> _Selected text_:
==================================================
The problem: take a url (in this case, we'll specify an absolute url, http and all) and return only the base domain. For instance, given 'www.domain.com' or 'sub.subdomain.domain.com', it should return 'domain.com'.
Simple enough, but now consider: 'http://www.example_site.com.pk' or 'http://damnlimies.co.uk' or 'http://username:password@this.is.a.worst.shortly.subdomain.thisIsMyMainWebsite.com.cl'
It is an anvil upon which many a hammer has been broken:
http://lists.evolt.org/archive/Week-of-Mon-20031201/152316.htmlhttp://www.webmasterworld.com/forum88/10656.htmAnyway, I think I have a solution. I won't bother with the details of how I arrived at it. Suffice to say, you just need to break down your own url parsing process. It passed the battery of tests at the end:
// get base domain (domain.tld)
/*____________________________________________________________________________*/
function get_base_domain($url)
{
$debug = 0;
$base_domain = '';
// generic tlds (source: http://en.wikipedia.org/wiki/Generic_top-level_domain)
$G_TLD = array(
'biz','com','edu','gov','info','int','mil','name','net','org',
'aero','asia','cat','coop','jobs','mobi','museum','pro','tel','travel',
'arpa','root',
'berlin','bzh','cym','gal','geo','kid','kids','lat','mail','nyc','post','sco','web','xxx',
'nato',
'example','invalid','localhost','test',
'bitnet','csnet','ip','local','onion','uucp',
'co' // note: not technically, but used in things like co.uk
);
// country tlds (source: http://en.wikipedia.org/wiki/Country_code_top-level_domain)
$C_TLD = array(
// active
'ac','ad','ae','af','ag','ai','al','am','an','ao','aq','ar','as','at','au','aw','ax','az',
'ba','bb','bd','be','bf','bg','bh','bi','bj','bm','bn','bo','br','bs','bt','bw','by','bz',
'ca','cc','cd','cf','cg','ch','ci','ck','cl','cm','cn','co','cr','cu','cv','cx','cy','cz',
'de','dj','dk','dm','do','dz','ec','ee','eg','er','es','et','eu','fi','fj','fk','fm','fo',
'fr','ga','gd','ge','gf','gg','gh','gi','gl','gm','gn','gp','gq','gr','gs','gt','gu','gw',
'gy','hk','hm','hn','hr','ht','hu','id','ie','il','im','in','io','iq','ir','is','it','je',
'jm','jo','jp','ke','kg','kh','ki','km','kn','kr','kw','ky','kz','la','lb','lc','li','lk',
'lr','ls','lt','lu','lv','ly','ma','mc','md','mg','mh','mk','ml','mm','mn','mo','mp','mq',
'mr','ms','mt','mu','mv','mw','mx','my','mz','na','nc','ne','nf','ng','ni','nl','no','np',
'nr','nu','nz','om','pa','pe','pf','pg','ph','pk','pl','pn','pr','ps','pt','pw','py','qa',
're','ro','ru','rw','sa','sb','sc','sd','se','sg','sh','si','sk','sl','sm','sn','sr','st',
'sv','sy','sz','tc','td','tf','tg','th','tj','tk','tl','tm','tn','to','tr','tt','tv','tw',
'tz','ua','ug','uk','us','uy','uz','va','vc','ve','vg','vi','vn','vu','wf','ws','ye','yu',
'za','zm','zw',
// inactive
'eh','kp','me','rs','um','bv','gb','pm','sj','so','yt','su','tp','bu','cs','dd','zr'
);
// get domain
if ( !$full_domain = get_url_domain($url) )
==================================================
> _Data records_:
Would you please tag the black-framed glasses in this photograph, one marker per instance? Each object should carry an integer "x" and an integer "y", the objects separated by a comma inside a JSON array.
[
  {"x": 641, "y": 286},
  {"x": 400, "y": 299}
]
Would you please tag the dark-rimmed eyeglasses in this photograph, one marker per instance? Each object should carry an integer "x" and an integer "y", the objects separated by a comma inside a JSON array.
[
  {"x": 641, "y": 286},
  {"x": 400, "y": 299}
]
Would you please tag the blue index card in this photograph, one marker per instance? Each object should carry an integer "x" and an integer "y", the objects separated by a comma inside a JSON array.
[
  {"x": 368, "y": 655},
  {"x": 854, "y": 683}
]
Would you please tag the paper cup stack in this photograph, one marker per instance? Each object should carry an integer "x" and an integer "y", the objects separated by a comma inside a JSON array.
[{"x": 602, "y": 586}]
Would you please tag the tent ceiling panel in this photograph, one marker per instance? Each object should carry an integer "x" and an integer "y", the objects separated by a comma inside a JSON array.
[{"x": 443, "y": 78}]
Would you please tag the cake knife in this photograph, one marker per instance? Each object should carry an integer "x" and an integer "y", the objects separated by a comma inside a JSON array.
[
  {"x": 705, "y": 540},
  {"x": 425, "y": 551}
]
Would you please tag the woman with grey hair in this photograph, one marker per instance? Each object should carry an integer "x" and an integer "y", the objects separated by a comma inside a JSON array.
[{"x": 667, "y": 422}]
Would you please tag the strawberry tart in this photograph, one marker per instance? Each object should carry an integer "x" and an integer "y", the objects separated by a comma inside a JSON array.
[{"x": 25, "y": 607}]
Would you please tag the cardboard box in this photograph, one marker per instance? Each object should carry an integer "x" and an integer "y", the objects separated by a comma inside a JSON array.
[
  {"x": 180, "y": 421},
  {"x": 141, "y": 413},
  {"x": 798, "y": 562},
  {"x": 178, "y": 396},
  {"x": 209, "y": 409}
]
==================================================
> _Description of the task_:
Please output the part of the base-domain post that opens with the words "Simple enough, but" and closes with "function get_base_domain($url)", copied word for word. The items play no part in what comes next.

> _Expected answer_:
Simple enough, but now consider: 'http://www.example_site.com.pk' or 'http://damnlimies.co.uk' or 'http://username:password@this.is.a.worst.shortly.subdomain.thisIsMyMainWebsite.com.cl'
It is an anvil upon which many a hammer has been broken:
http://lists.evolt.org/archive/Week-of-Mon-20031201/152316.htmlhttp://www.webmasterworld.com/forum88/10656.htmAnyway, I think I have a solution. I won't bother with the details of how I arrived at it. Suffice to say, you just need to break down your own url parsing process. It passed the battery of tests at the end:
// get base domain (domain.tld)
/*____________________________________________________________________________*/
function get_base_domain($url)